Please return the entries, omitting and altering nothing.

Saved entries
━━━━━━
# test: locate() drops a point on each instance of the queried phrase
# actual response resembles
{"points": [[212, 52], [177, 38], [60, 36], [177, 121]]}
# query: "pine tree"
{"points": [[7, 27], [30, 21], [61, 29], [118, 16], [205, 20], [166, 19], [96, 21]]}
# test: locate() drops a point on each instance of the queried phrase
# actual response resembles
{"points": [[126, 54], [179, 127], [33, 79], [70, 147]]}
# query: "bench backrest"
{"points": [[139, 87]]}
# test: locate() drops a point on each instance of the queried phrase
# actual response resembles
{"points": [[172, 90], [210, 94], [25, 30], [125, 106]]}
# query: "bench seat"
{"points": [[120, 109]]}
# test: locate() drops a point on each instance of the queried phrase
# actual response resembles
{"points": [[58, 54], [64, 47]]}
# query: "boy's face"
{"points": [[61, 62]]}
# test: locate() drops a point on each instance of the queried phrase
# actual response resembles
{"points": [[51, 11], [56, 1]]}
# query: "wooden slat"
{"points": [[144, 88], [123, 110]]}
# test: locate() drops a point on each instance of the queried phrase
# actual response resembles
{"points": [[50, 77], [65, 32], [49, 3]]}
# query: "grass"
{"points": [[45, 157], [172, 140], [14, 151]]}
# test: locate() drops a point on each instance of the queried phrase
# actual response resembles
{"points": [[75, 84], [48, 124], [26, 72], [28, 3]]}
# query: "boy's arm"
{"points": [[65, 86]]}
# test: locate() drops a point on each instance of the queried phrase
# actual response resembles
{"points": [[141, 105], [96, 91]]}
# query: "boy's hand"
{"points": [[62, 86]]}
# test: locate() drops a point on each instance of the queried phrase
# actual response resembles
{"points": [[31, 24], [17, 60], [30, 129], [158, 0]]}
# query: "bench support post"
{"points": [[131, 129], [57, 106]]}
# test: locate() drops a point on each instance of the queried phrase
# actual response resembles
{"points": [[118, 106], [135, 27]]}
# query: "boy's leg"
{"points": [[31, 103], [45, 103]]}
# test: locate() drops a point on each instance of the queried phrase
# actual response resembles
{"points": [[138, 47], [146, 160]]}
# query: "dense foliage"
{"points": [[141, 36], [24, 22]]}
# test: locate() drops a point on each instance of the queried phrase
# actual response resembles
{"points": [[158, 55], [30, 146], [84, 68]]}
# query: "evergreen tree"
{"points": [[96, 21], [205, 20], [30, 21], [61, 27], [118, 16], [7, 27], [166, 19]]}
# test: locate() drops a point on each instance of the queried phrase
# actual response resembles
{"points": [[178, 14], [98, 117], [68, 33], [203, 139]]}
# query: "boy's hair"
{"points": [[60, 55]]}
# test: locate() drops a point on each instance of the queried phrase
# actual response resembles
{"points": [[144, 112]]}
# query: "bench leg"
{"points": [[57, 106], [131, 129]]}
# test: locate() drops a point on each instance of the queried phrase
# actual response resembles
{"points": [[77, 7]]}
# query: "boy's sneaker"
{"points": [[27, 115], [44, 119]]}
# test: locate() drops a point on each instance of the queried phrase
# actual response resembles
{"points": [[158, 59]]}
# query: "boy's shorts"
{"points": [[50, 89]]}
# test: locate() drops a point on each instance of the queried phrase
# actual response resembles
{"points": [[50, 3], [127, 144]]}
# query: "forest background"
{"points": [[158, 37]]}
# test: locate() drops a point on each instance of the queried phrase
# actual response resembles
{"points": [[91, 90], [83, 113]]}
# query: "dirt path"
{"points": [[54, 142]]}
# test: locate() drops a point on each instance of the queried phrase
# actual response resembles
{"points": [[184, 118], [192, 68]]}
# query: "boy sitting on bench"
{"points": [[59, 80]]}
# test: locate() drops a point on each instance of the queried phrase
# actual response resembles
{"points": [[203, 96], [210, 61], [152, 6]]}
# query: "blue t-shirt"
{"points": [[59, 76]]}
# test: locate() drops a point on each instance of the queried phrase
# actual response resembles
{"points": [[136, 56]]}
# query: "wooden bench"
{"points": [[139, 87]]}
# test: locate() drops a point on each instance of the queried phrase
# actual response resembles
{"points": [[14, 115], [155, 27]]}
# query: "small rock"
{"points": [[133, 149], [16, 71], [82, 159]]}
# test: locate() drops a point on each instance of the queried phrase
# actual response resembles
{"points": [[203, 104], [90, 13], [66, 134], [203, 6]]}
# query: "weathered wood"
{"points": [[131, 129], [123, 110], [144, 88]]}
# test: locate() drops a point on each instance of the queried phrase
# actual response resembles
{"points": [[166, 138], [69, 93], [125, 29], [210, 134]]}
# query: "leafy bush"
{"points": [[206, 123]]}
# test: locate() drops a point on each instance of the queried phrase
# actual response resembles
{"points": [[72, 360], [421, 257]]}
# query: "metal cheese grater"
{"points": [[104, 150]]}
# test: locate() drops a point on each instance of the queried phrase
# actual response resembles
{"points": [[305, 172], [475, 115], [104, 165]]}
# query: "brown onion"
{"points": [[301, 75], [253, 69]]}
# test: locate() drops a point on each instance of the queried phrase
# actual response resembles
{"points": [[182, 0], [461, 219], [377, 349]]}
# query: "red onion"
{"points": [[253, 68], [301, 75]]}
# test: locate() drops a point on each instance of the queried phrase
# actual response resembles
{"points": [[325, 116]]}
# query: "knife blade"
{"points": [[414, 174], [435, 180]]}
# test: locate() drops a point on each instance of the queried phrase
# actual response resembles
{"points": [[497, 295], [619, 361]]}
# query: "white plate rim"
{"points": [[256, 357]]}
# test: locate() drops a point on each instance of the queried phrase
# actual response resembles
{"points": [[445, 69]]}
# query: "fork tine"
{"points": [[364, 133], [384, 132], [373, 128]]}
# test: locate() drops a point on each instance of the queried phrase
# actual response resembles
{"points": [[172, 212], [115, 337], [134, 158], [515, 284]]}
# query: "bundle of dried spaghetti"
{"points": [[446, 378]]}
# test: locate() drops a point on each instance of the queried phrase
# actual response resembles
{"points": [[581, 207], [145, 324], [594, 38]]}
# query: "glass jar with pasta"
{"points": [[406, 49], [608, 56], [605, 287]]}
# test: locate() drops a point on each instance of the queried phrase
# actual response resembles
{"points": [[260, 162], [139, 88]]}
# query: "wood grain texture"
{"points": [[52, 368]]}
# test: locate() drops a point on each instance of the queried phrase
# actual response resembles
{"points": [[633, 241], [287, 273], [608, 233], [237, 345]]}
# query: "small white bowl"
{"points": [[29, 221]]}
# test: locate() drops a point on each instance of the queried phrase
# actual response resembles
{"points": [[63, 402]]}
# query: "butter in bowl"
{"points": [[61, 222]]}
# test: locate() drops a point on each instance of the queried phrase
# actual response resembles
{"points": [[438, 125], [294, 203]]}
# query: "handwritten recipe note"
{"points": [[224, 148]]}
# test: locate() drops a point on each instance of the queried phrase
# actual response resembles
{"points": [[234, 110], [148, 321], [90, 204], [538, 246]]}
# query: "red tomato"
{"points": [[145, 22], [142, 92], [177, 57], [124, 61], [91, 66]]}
━━━━━━
**TASK RESPONSE:**
# test: locate() drops a point on each instance of the queried phrase
# actual response resembles
{"points": [[212, 52], [177, 38], [60, 36], [177, 121]]}
# query: "pine tree"
{"points": [[7, 27], [30, 21], [61, 29], [118, 16], [205, 20], [166, 19], [96, 21]]}
# test: locate() drops a point on each instance of the queried phrase
# actual response resembles
{"points": [[126, 54], [179, 127], [33, 79], [70, 147]]}
# query: "bench backrest"
{"points": [[139, 87]]}
# test: locate() drops a point on each instance of the queried phrase
# actual response resembles
{"points": [[172, 90], [210, 94], [25, 30], [125, 106]]}
# query: "bench seat"
{"points": [[120, 109]]}
# test: locate() drops a point on each instance of the queried phrase
# actual response resembles
{"points": [[58, 54], [64, 47]]}
# query: "boy's face"
{"points": [[61, 62]]}
# test: locate() drops a point on each instance of the queried phrase
# actual response resembles
{"points": [[51, 11], [56, 1]]}
# query: "wooden slat"
{"points": [[144, 88], [123, 110]]}
# test: locate() drops a point on each instance of the queried phrase
# actual response resembles
{"points": [[50, 77], [65, 32], [49, 3]]}
# query: "grass"
{"points": [[45, 157], [172, 140], [14, 151]]}
# test: locate() drops a point on each instance of the queried phrase
# actual response resembles
{"points": [[75, 84], [48, 124], [26, 72], [28, 3]]}
# query: "boy's arm"
{"points": [[65, 86]]}
# test: locate() drops a point on each instance of the queried phrase
# actual response resembles
{"points": [[141, 105], [96, 91]]}
# query: "boy's hand"
{"points": [[62, 86]]}
# test: locate() drops a point on each instance of the queried phrase
# actual response resembles
{"points": [[31, 24], [17, 60], [30, 129], [158, 0]]}
# query: "bench support post"
{"points": [[131, 129], [57, 106]]}
# test: locate() drops a point on each instance of the queried phrase
# actual response resembles
{"points": [[118, 106], [135, 27]]}
# query: "boy's leg"
{"points": [[31, 103], [45, 103]]}
# test: locate() drops a point on each instance of the queried phrase
# actual response resembles
{"points": [[138, 47], [146, 160]]}
# query: "dense foliage"
{"points": [[141, 36], [24, 22]]}
# test: locate() drops a point on each instance of the queried phrase
# actual response resembles
{"points": [[158, 55], [30, 146], [84, 68]]}
# query: "evergreen tree"
{"points": [[96, 21], [205, 20], [30, 21], [61, 27], [118, 16], [7, 27], [166, 19]]}
# test: locate() drops a point on each instance of the queried phrase
# actual response resembles
{"points": [[178, 14], [98, 117], [68, 33], [203, 139]]}
# query: "boy's hair"
{"points": [[60, 55]]}
# test: locate() drops a point on each instance of the queried phrase
# actual response resembles
{"points": [[144, 112]]}
# query: "bench leg"
{"points": [[57, 106], [131, 129]]}
# test: locate() drops a point on each instance of the queried phrase
# actual response resembles
{"points": [[77, 7]]}
# query: "boy's sneaker"
{"points": [[27, 115], [44, 119]]}
# test: locate() drops a point on each instance of the queried phrase
# actual response resembles
{"points": [[158, 59]]}
# query: "boy's shorts"
{"points": [[50, 89]]}
# test: locate() drops a point on each instance of the queried phrase
# actual response resembles
{"points": [[50, 3], [127, 144]]}
# query: "forest background"
{"points": [[158, 37]]}
# test: locate() drops a point on each instance of the queried phrase
# actual response resembles
{"points": [[91, 90], [83, 113]]}
# query: "dirt path"
{"points": [[54, 142]]}
# test: locate() drops a point on each instance of the queried phrase
# actual response resembles
{"points": [[184, 118], [192, 68]]}
# query: "boy sitting on bench"
{"points": [[59, 80]]}
# test: locate() drops a point on each instance of the queried phrase
# actual response resembles
{"points": [[203, 96], [210, 61], [152, 6]]}
# query: "blue t-shirt"
{"points": [[59, 76]]}
# test: locate() drops a point on each instance of the queried phrase
# actual response resembles
{"points": [[136, 56]]}
# query: "wooden bench"
{"points": [[139, 87]]}
# test: locate() drops a point on each instance of the queried phrase
# actual response resembles
{"points": [[14, 115], [155, 27]]}
# query: "small rock"
{"points": [[133, 149], [16, 71], [82, 159]]}
# test: locate() drops a point on each instance of the queried phrase
# actual response resembles
{"points": [[203, 104], [90, 13], [66, 134], [203, 6]]}
# query: "weathered wood"
{"points": [[131, 129], [123, 110], [144, 88]]}
# test: locate() drops a point on each instance of the queried phrase
# actual response resembles
{"points": [[166, 138], [69, 93], [125, 29], [210, 134]]}
# query: "leafy bush"
{"points": [[206, 123]]}
# test: locate() drops a point on each instance of the queried phrase
# actual response resembles
{"points": [[72, 360], [421, 257]]}
# query: "metal cheese grater"
{"points": [[104, 150]]}
# test: locate() drops a point on each instance of the queried phrase
# actual response resembles
{"points": [[305, 172], [475, 115], [104, 165]]}
# query: "brown onion"
{"points": [[301, 75], [253, 69]]}
# test: locate() drops a point on each instance of the queried phrase
# actual response resembles
{"points": [[182, 0], [461, 219], [377, 349]]}
# query: "red onion"
{"points": [[253, 68], [301, 75]]}
# test: locate() drops a point on each instance of the queried phrase
# actual response resembles
{"points": [[325, 116]]}
# query: "knife blade"
{"points": [[414, 174], [435, 180]]}
# test: locate() drops a point on each instance of the queried phrase
# actual response resembles
{"points": [[497, 295], [619, 361]]}
# query: "white plate rim"
{"points": [[256, 357]]}
# test: locate() drops a point on each instance of the queried phrase
# actual response resembles
{"points": [[445, 69]]}
# query: "fork tine"
{"points": [[364, 133], [384, 132], [373, 128]]}
# test: locate() drops a point on each instance of the queried phrase
# actual response resembles
{"points": [[172, 212], [115, 337], [134, 158], [515, 284]]}
# query: "bundle of dried spaghetti"
{"points": [[446, 378]]}
# test: locate() drops a point on each instance of the queried phrase
# actual response resembles
{"points": [[581, 207], [145, 324], [594, 38]]}
# query: "glass jar with pasta"
{"points": [[406, 49], [608, 56], [605, 287]]}
# test: locate() drops a point on each instance of the queried phrase
# actual response resembles
{"points": [[260, 162], [139, 88]]}
# query: "wood grain texture"
{"points": [[52, 368]]}
# test: locate() drops a point on each instance of the queried phrase
# actual response resembles
{"points": [[633, 241], [287, 273], [608, 233], [237, 345]]}
# query: "small white bowl"
{"points": [[29, 221]]}
# test: locate() drops a point on each instance of the queried phrase
# actual response resembles
{"points": [[63, 402]]}
# query: "butter in bowl"
{"points": [[61, 222]]}
# test: locate() drops a point on each instance of the queried phrase
# actual response resembles
{"points": [[438, 125], [294, 203]]}
# query: "handwritten recipe note"
{"points": [[224, 148]]}
# test: locate() drops a point on each instance of the queried phrase
# actual response resembles
{"points": [[234, 110], [148, 321], [90, 204], [538, 246]]}
# query: "red tomato"
{"points": [[145, 22], [142, 92], [177, 57], [124, 61], [91, 66]]}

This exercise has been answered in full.